* Problem description:
The entire listing is to be repeated verbatim.
[Start of Dataset]
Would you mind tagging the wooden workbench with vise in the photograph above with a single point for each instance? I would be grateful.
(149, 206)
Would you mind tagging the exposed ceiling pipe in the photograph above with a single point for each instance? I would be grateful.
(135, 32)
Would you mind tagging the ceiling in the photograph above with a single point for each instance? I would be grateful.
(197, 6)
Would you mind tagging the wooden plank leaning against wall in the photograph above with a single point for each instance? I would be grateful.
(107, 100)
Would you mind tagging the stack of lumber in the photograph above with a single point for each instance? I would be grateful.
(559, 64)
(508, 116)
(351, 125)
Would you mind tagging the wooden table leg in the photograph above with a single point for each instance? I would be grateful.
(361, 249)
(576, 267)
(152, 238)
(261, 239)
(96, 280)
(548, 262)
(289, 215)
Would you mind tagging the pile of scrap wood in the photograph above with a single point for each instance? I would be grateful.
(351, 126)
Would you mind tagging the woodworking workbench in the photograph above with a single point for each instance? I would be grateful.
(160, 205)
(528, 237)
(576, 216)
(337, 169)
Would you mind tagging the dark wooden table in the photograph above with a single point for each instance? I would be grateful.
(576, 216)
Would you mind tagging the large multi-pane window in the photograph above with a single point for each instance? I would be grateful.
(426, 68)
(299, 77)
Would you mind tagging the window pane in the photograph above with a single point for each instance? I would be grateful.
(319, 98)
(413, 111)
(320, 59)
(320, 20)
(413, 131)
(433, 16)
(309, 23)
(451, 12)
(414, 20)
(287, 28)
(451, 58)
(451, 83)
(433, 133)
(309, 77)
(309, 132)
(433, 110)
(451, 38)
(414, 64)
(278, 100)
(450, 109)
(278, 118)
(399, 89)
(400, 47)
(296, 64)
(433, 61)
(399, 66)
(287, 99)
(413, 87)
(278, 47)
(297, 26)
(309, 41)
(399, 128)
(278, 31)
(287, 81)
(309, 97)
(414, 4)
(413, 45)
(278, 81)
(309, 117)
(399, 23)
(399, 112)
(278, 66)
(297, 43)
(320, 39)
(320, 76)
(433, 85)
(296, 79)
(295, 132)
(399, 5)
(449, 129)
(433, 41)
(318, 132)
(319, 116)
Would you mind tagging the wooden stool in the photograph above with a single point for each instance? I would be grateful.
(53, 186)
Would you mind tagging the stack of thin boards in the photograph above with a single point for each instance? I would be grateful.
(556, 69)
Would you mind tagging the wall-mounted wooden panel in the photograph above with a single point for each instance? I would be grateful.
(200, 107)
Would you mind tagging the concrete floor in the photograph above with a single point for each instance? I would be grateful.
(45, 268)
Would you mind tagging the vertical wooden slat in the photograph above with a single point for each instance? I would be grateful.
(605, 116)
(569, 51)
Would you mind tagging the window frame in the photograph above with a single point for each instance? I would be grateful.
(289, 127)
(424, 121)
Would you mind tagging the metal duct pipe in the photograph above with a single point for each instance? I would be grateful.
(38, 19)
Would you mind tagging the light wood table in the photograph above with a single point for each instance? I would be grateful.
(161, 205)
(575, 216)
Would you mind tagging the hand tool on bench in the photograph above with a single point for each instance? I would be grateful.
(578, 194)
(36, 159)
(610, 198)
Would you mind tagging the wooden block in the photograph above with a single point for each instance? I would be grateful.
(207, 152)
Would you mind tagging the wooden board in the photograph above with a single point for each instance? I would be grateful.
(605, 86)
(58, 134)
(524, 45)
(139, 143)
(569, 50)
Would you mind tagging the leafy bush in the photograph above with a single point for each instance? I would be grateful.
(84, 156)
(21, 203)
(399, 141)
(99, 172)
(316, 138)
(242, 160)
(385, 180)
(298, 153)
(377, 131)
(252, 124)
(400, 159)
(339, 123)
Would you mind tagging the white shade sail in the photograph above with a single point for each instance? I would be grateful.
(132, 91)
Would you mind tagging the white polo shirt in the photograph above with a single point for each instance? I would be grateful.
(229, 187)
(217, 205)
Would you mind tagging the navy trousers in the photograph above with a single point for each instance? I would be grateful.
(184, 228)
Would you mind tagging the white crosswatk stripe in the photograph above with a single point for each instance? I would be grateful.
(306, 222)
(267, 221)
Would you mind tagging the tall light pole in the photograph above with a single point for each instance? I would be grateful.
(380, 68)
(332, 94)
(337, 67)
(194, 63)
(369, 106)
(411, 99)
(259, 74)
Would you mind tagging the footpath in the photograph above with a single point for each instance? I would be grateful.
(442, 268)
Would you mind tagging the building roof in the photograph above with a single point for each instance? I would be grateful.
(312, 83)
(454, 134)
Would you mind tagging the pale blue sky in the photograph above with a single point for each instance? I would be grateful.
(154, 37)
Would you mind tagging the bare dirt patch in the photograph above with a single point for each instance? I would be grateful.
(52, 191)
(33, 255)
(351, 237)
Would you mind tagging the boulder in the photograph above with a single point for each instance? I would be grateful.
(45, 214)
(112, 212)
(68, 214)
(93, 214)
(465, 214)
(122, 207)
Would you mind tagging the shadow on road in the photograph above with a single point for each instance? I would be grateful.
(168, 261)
[End of Dataset]
* Exercise response:
Would you mind tagging the wooden workbench with vise in the photograph above with a single point for each instance? I would be grateful.
(149, 206)
Would you mind tagging the exposed ceiling pipe in the photograph above with a single point for each instance? I would be grateful.
(135, 32)
Would you mind tagging the ceiling in the photograph above with a single point for each instance? I would be grateful.
(197, 6)
Would you mind tagging the wooden plank leaning against wall in the photograph above with a single point for each instance? I would be grateful.
(107, 100)
Would you mind tagging the stack of lumber in the photograph above with a single point for each instance? I would be grateful.
(559, 64)
(508, 116)
(351, 125)
Would you mind tagging the wooden table leg in the photograph above with a single point for each instance? I would be grateful.
(361, 249)
(576, 267)
(152, 238)
(261, 239)
(96, 280)
(548, 262)
(289, 215)
Would you mind tagging the pile of scrap wood in the photograph above with a single point for each instance? I would be grateful.
(351, 126)
Would you mind tagging the woodworking workbench in the photograph above with a single point for each instance? I would be grateful.
(160, 205)
(528, 237)
(576, 216)
(337, 169)
Would you mind tagging the dark wooden table in the photograph above with a single point for each instance? I would be grateful.
(576, 216)
Would you mind tagging the large multi-pane window in the photograph above with a single point for each instance? I would be grateful.
(426, 68)
(299, 77)
Would you mind tagging the window pane in the photograph above with a single point for each instance? I would be grateful.
(319, 98)
(413, 111)
(320, 59)
(320, 20)
(413, 131)
(433, 16)
(309, 23)
(451, 12)
(414, 20)
(287, 28)
(451, 58)
(451, 83)
(433, 133)
(309, 77)
(309, 132)
(433, 110)
(451, 38)
(414, 64)
(278, 100)
(450, 109)
(278, 118)
(399, 89)
(400, 47)
(296, 64)
(433, 61)
(399, 66)
(287, 99)
(413, 87)
(278, 47)
(297, 26)
(309, 41)
(399, 128)
(278, 31)
(287, 81)
(309, 97)
(414, 4)
(413, 45)
(278, 81)
(309, 117)
(399, 23)
(399, 112)
(278, 66)
(297, 43)
(320, 39)
(320, 76)
(433, 85)
(296, 79)
(295, 132)
(399, 5)
(449, 129)
(433, 41)
(318, 132)
(319, 116)
Would you mind tagging the wooden stool in the photograph above with a single point for each instance? I would be grateful.
(53, 186)
Would you mind tagging the stack of thin boards in the photograph above with a single point for each instance? I would be grateful.
(556, 69)
Would you mind tagging the wall-mounted wooden panel in the photograph above with a single point for each instance? I would be grateful.
(200, 107)
Would you mind tagging the concrete floor in the photograph above with a single point for each instance? I would be grateful.
(45, 268)
Would you mind tagging the vertical wooden slat in the photograph above with a single point for each instance? I would be grateful.
(605, 116)
(569, 51)
Would you mind tagging the window frame in the photograph above with a single point for each instance? I would be grateful.
(289, 127)
(424, 121)
Would you mind tagging the metal duct pipe in the photograph above with a single point for each instance? I would be grateful.
(38, 19)
Would you mind tagging the light wood table in the photograph above with a single point for each instance? I would be grateful.
(161, 205)
(575, 216)
Would you mind tagging the hand tool on bench in the photograph above with a single point for each instance? I would be grateful.
(578, 194)
(36, 159)
(610, 198)
Would you mind tagging the wooden block in the photograph above with a single point for each instance? I would be grateful.
(207, 152)
Would you mind tagging the wooden board in the photograph above with a single point for each instance? I would be grateful.
(605, 86)
(58, 134)
(524, 45)
(139, 143)
(569, 50)
Would you mind tagging the leafy bush in the photograph above with a single point for each instance? I would be grateful.
(84, 156)
(21, 203)
(399, 141)
(99, 172)
(316, 138)
(242, 160)
(385, 180)
(298, 153)
(377, 131)
(252, 124)
(400, 159)
(339, 123)
Would you mind tagging the white shade sail in the photograph above with a single point for each instance? I would be grateful.
(132, 91)
Would you mind tagging the white polo shirt in the photograph above with a single point for each instance? I would be grateful.
(229, 187)
(217, 205)
Would you mind tagging the navy trousers in the photograph above with a single point for each instance? I would be grateful.
(184, 228)
Would you mind tagging the white crosswatk stripe in the photograph above with a single point for each instance? I would be grateful.
(306, 222)
(267, 221)
Would you mind tagging the tall light pole in the photograph above with a single point for each instance? I would be grateful.
(380, 68)
(332, 94)
(337, 67)
(194, 63)
(369, 106)
(411, 99)
(259, 74)
Would you mind tagging the footpath in the photograph above with a single point for each instance? I would be grateful.
(442, 268)
Would you mind tagging the building roof in the photograph above with a single point for each instance? I would be grateful.
(312, 83)
(454, 134)
Would you mind tagging the pale blue sky in the photograph above with a single point for each instance? I would be grateful.
(154, 37)
Would you mind tagging the bare dirt patch in the photograph above with a single point for each instance? I would be grateful.
(52, 191)
(33, 255)
(351, 237)
Would you mind tagging the boulder in the photograph above with a single point for each instance? I would be grateful.
(45, 214)
(112, 212)
(68, 214)
(93, 214)
(465, 214)
(122, 207)
Would you mind tagging the shadow on road in the photograph above with a single point for each instance? I would be grateful.
(168, 261)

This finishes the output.